Rewrite the material from its beginning up to and including the line containing "244 113 L 256", substituting "integer pixels" for "whole pixels" and leaving everything else unchanged. Give only those lines.
-- begin --
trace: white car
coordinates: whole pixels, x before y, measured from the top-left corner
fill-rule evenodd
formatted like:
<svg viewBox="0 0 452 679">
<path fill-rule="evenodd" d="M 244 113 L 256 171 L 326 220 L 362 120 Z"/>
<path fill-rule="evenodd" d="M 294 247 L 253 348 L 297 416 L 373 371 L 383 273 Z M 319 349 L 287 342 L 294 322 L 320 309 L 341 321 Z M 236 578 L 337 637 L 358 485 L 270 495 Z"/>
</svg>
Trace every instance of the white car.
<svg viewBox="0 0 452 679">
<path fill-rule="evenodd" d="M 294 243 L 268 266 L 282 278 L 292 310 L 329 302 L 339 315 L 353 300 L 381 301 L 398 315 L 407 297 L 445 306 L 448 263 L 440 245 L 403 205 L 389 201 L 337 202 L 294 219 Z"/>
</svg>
-- end --
Result =>
trace: white car
coordinates: integer pixels, x before y, measured from the top-left corner
fill-rule evenodd
formatted like:
<svg viewBox="0 0 452 679">
<path fill-rule="evenodd" d="M 244 113 L 256 171 L 326 220 L 362 120 Z"/>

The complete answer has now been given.